WHAT THE TASK REQUIRES: Reproduce every one of the records below word for word, line by line, with nothing changed.

DATA EXCERPTS:
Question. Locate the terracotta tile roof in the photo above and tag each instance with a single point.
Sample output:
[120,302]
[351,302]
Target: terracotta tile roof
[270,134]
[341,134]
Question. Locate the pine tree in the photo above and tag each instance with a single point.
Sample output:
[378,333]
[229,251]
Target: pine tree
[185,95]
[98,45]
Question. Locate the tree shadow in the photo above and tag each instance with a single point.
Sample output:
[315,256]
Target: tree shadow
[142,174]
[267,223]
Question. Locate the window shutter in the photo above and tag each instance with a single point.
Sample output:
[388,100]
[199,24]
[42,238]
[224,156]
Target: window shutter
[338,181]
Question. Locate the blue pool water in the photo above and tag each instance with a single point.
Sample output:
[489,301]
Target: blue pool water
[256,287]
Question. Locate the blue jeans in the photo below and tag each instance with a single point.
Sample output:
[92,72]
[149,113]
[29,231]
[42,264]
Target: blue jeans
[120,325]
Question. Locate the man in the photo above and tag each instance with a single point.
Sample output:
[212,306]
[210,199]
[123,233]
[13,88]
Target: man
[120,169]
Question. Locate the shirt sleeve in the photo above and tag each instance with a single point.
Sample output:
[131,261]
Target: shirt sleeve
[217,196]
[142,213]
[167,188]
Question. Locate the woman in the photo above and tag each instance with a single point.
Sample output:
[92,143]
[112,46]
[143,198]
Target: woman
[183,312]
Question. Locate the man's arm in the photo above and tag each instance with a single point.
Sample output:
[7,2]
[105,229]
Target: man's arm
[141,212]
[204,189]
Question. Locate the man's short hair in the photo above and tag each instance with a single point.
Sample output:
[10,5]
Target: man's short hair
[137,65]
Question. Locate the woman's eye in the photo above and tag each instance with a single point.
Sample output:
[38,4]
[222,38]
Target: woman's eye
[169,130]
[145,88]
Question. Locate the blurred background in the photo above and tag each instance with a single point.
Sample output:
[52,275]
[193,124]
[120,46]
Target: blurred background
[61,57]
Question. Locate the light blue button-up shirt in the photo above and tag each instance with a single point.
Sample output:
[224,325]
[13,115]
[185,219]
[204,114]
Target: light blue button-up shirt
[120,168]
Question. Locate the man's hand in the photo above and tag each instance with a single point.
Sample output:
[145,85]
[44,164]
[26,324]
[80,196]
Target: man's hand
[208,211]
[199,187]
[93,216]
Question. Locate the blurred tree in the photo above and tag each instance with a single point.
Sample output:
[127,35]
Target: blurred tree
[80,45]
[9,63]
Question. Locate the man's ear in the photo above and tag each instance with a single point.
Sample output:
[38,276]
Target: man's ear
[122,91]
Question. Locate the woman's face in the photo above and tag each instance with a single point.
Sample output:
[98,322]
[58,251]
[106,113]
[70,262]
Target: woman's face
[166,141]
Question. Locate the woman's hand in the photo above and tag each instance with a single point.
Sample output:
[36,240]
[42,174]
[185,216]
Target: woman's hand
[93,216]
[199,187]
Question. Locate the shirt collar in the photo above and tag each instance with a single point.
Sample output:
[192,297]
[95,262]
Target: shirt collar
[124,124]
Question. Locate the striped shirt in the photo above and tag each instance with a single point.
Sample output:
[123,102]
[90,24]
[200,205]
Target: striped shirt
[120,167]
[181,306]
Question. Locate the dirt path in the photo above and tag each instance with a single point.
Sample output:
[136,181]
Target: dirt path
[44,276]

OUTPUT FOR THIS TASK:
Question. Locate the terracotta tile roof in the photo above and tag each instance with a single point.
Sample output:
[120,302]
[351,302]
Target: terracotta tile roof
[270,134]
[341,134]
Question. Locate the pine tree in the photo above and tag each instance with a single point.
Sample output:
[378,333]
[229,251]
Target: pine tree
[185,95]
[98,45]
Question. Locate the tree shadow in the photo above and tag each instance with a single point.
Sample output:
[315,256]
Target: tree shadow
[142,174]
[267,223]
Question. Locate the window shutter in the photo above and tag each instance with a single point.
Sample output:
[388,100]
[199,24]
[42,238]
[224,156]
Target: window shutter
[338,181]
Question. Locate the blue pool water in the photo above and tag each instance with a single point.
Sample output:
[489,301]
Target: blue pool water
[256,287]
Question. Locate the blue jeans in the photo below and tag each instance with a single point.
Sample output:
[92,72]
[149,113]
[29,231]
[42,264]
Target: blue jeans
[120,325]
Question. Locate the man in the photo above and tag each instance with a single point.
Sample output:
[212,306]
[210,199]
[123,233]
[13,88]
Target: man
[120,169]
Question. Locate the shirt sleeve in the photo above and tag each instance with a single point.
Sample output:
[131,261]
Target: shirt sleeve
[217,196]
[142,213]
[167,188]
Question. Locate the woman in the photo above and tag each instance with a single point.
Sample output:
[92,143]
[112,46]
[143,198]
Target: woman
[183,312]
Question. Locate the man's arm in the photo above and tag each instance with a single point.
Sample output:
[7,2]
[105,229]
Target: man's arm
[141,212]
[204,189]
Question. Locate the man's short hair in the photo above and tag each instance with a single point.
Sample output:
[10,5]
Target: man's short hair
[137,65]
Question. Locate the woman's eye in the photo above and tag each instance with a single point.
Sample output:
[38,4]
[222,38]
Target: woman's eye
[169,130]
[145,88]
Question. Locate the blurred background in the photo above and tag each instance with a single point.
Sample output:
[52,275]
[193,124]
[120,46]
Target: blurred background
[61,57]
Question. Locate the light blue button-up shirt in the photo above and tag each instance with a single point.
Sample output:
[224,325]
[13,115]
[185,219]
[204,114]
Target: light blue button-up shirt
[120,168]
Question. Locate the man's hand in the photo above and tag each instance with a single point.
Sample output:
[145,85]
[44,164]
[26,324]
[80,196]
Target: man's hand
[208,211]
[199,187]
[93,216]
Question. Locate the blurred tree in the photo above and tag each instance with a single point.
Sample output:
[127,35]
Target: blurred tree
[80,45]
[9,63]
Question. Locate the man's ear in the photo above and tag each instance with a single point.
Sample output:
[38,276]
Target: man's ear
[122,91]
Question. Locate the woman's face in the photo above and tag each instance with a single point.
Sample output:
[98,322]
[58,251]
[106,113]
[70,262]
Target: woman's face
[166,141]
Question. Locate the woman's hand in the photo above and tag each instance with a single point.
Sample output:
[36,240]
[42,174]
[185,216]
Target: woman's hand
[93,216]
[199,187]
Question. Locate the shirt collar in the photo above and tag each instance with a single point.
Sample output:
[192,297]
[95,262]
Target: shirt collar
[124,124]
Question. Locate the striped shirt in the photo above and tag each instance with a single point.
Sample output:
[123,102]
[90,24]
[200,205]
Target: striped shirt
[120,167]
[181,306]
Question. Locate the dirt path in the photo above and tag each instance with a single point.
Sample output:
[136,181]
Target: dirt path
[44,276]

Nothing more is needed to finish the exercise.